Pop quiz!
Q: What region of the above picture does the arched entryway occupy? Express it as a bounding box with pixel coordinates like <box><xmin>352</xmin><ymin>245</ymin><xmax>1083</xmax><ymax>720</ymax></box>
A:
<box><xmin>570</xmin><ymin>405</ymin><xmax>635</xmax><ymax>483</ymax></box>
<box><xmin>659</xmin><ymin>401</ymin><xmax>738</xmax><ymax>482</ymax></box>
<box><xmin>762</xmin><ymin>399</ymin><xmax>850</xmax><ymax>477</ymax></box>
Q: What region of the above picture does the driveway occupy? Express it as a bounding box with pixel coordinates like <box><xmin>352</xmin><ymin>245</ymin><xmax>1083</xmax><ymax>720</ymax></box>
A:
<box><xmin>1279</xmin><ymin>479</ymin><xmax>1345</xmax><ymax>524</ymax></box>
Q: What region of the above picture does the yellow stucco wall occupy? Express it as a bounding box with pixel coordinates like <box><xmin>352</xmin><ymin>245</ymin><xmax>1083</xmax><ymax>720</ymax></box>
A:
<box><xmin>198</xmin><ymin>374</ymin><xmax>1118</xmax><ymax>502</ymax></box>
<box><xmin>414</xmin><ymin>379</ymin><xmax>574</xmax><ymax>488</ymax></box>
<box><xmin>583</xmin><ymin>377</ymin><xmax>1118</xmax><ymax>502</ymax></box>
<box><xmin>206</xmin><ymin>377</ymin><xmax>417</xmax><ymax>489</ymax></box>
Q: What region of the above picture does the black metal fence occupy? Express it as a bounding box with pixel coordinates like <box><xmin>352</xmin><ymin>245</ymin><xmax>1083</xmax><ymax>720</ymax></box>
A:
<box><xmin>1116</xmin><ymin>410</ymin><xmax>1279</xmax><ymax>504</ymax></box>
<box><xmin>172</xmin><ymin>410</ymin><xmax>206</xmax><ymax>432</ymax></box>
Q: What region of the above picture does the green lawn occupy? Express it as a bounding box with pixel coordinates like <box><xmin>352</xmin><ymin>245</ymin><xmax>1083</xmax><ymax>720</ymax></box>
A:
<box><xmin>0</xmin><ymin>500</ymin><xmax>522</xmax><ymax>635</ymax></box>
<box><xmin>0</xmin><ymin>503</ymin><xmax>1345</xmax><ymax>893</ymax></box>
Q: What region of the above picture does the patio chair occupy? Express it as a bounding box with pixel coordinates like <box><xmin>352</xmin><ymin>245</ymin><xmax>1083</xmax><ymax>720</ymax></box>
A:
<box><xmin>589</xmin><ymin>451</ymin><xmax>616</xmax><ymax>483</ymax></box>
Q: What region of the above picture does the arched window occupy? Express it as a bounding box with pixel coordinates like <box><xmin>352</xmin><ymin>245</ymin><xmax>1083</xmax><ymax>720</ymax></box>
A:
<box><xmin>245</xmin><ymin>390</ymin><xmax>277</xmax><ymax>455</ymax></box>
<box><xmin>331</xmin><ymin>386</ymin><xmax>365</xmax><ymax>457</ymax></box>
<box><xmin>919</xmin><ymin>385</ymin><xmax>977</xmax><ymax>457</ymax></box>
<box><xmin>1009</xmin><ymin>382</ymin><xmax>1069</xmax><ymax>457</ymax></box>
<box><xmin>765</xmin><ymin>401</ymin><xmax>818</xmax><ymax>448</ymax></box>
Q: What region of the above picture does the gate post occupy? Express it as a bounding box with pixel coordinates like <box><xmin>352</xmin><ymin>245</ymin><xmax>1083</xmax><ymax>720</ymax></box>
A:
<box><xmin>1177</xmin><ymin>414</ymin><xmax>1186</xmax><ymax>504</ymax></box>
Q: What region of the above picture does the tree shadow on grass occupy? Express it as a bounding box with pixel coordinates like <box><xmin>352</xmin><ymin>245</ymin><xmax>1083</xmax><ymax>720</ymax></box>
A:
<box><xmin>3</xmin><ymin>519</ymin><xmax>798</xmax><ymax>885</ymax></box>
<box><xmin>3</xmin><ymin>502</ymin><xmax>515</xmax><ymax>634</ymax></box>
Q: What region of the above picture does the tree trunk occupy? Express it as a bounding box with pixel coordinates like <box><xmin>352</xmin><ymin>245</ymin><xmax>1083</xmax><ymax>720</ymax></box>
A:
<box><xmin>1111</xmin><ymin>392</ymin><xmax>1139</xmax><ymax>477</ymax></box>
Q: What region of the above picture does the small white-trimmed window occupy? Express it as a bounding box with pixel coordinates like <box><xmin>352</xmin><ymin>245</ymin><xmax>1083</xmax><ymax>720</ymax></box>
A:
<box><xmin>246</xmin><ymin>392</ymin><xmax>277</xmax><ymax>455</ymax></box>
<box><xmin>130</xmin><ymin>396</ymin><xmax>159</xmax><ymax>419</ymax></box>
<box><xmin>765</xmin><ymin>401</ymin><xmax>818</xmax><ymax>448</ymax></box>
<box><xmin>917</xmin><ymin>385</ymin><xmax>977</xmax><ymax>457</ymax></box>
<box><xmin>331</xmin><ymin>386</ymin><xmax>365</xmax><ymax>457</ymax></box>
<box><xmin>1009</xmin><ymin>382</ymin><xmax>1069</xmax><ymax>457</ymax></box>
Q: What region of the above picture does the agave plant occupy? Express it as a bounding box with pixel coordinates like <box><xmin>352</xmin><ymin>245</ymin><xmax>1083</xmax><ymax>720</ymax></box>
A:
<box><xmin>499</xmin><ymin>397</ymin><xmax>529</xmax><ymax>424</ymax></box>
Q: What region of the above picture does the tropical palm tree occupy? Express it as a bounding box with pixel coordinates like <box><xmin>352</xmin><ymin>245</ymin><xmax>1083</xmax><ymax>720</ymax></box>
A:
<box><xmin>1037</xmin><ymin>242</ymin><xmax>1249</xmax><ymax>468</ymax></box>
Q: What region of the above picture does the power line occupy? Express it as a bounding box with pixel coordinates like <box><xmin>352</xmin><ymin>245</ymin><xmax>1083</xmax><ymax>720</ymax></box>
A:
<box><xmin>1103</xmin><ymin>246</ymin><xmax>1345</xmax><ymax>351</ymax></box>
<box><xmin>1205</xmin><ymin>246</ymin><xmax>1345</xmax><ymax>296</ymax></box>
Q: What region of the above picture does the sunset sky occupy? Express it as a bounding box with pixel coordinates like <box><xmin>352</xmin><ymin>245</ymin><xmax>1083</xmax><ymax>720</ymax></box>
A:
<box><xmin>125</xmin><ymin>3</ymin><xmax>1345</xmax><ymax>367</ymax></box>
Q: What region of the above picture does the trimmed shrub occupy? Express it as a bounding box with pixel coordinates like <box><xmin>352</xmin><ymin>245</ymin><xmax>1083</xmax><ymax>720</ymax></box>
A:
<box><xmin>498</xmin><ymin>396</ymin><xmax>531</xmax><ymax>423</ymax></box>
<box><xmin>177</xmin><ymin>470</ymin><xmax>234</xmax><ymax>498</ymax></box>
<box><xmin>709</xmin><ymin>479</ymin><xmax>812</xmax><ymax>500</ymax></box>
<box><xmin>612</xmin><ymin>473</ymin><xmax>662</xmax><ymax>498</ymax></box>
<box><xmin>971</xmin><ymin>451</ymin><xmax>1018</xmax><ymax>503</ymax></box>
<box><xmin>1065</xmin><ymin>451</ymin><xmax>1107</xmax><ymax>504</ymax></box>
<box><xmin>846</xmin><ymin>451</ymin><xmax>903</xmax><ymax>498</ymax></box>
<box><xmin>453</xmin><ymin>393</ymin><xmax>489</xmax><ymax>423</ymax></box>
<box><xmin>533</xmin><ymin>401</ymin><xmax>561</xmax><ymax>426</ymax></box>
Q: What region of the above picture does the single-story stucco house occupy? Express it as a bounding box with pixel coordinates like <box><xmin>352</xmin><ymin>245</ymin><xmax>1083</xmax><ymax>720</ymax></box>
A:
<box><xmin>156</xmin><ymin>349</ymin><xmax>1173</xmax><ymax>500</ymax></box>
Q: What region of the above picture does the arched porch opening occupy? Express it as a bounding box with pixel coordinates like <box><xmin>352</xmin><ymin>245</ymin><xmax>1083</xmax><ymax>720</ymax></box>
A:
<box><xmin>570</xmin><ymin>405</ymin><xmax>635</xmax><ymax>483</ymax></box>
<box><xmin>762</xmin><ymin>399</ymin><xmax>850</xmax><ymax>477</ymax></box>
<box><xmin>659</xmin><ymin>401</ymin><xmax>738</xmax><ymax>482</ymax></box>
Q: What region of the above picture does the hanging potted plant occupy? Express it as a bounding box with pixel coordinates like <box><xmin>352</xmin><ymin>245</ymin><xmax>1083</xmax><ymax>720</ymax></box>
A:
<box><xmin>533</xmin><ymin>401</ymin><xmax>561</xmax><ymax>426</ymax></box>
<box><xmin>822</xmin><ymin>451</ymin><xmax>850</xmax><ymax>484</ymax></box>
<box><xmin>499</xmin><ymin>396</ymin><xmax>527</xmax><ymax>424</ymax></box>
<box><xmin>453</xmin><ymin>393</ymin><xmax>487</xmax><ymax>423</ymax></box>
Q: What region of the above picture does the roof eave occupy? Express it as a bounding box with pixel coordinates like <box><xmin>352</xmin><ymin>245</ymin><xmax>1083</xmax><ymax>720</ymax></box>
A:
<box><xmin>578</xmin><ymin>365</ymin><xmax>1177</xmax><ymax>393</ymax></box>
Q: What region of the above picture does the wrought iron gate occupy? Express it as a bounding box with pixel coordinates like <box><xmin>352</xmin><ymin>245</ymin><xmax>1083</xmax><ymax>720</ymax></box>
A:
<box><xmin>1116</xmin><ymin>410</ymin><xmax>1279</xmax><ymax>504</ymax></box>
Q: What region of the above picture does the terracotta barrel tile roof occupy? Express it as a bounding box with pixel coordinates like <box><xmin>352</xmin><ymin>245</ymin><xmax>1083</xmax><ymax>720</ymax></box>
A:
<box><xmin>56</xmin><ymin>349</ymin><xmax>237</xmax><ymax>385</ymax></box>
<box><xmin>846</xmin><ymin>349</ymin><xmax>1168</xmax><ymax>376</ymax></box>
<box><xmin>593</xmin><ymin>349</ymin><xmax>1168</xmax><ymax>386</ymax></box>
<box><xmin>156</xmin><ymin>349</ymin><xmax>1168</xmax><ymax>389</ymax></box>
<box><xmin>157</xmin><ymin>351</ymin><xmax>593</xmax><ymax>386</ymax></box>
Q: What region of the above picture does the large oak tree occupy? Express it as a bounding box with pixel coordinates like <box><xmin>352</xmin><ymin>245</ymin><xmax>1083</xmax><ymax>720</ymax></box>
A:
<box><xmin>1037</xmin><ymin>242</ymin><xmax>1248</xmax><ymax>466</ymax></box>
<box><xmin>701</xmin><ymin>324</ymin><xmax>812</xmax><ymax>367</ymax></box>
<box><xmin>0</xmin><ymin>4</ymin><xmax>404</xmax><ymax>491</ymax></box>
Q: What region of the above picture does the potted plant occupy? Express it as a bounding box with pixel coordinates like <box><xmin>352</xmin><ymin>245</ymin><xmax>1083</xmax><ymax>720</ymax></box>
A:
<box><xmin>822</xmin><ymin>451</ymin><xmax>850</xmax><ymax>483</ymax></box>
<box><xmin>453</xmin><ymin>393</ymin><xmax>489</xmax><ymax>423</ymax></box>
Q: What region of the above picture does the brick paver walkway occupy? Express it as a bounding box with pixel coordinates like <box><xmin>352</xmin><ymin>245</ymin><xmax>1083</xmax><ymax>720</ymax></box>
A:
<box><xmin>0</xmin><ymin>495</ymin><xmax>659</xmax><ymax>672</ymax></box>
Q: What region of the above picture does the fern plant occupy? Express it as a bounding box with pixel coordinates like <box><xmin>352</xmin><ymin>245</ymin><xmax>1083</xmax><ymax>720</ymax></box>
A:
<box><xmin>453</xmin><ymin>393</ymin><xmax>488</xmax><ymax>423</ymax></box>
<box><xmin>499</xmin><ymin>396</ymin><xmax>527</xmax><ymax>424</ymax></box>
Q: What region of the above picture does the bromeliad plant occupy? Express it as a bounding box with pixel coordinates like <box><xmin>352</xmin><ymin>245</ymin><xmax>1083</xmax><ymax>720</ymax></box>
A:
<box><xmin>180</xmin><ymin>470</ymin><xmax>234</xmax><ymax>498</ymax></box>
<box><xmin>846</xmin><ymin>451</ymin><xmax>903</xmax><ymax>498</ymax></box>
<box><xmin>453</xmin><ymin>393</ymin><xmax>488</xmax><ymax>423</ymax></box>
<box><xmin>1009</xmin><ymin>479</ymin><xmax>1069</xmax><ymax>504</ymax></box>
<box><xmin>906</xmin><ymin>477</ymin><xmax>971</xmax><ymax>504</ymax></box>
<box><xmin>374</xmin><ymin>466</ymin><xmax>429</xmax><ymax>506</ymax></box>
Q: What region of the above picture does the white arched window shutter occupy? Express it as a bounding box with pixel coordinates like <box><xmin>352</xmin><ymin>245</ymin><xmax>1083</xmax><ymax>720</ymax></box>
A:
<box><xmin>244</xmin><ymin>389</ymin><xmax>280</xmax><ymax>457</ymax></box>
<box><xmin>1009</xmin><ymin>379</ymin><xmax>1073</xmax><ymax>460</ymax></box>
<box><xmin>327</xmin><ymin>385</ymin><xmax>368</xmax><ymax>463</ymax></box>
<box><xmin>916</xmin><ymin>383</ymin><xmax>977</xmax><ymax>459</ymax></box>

+++

■ **Exercise objective**: Starting at the line that contains "Q: What region of the above picture does the white", print every line through the end of the listing, word for word. Leave out all the rest.

■ **Answer to the problem**:
Q: What region of the above picture does the white arched window shutter occupy? Express it as a bounding box with pixel coordinates like <box><xmin>352</xmin><ymin>245</ymin><xmax>1083</xmax><ymax>720</ymax></box>
A:
<box><xmin>244</xmin><ymin>389</ymin><xmax>280</xmax><ymax>457</ymax></box>
<box><xmin>1009</xmin><ymin>379</ymin><xmax>1073</xmax><ymax>460</ymax></box>
<box><xmin>327</xmin><ymin>385</ymin><xmax>368</xmax><ymax>463</ymax></box>
<box><xmin>916</xmin><ymin>383</ymin><xmax>977</xmax><ymax>459</ymax></box>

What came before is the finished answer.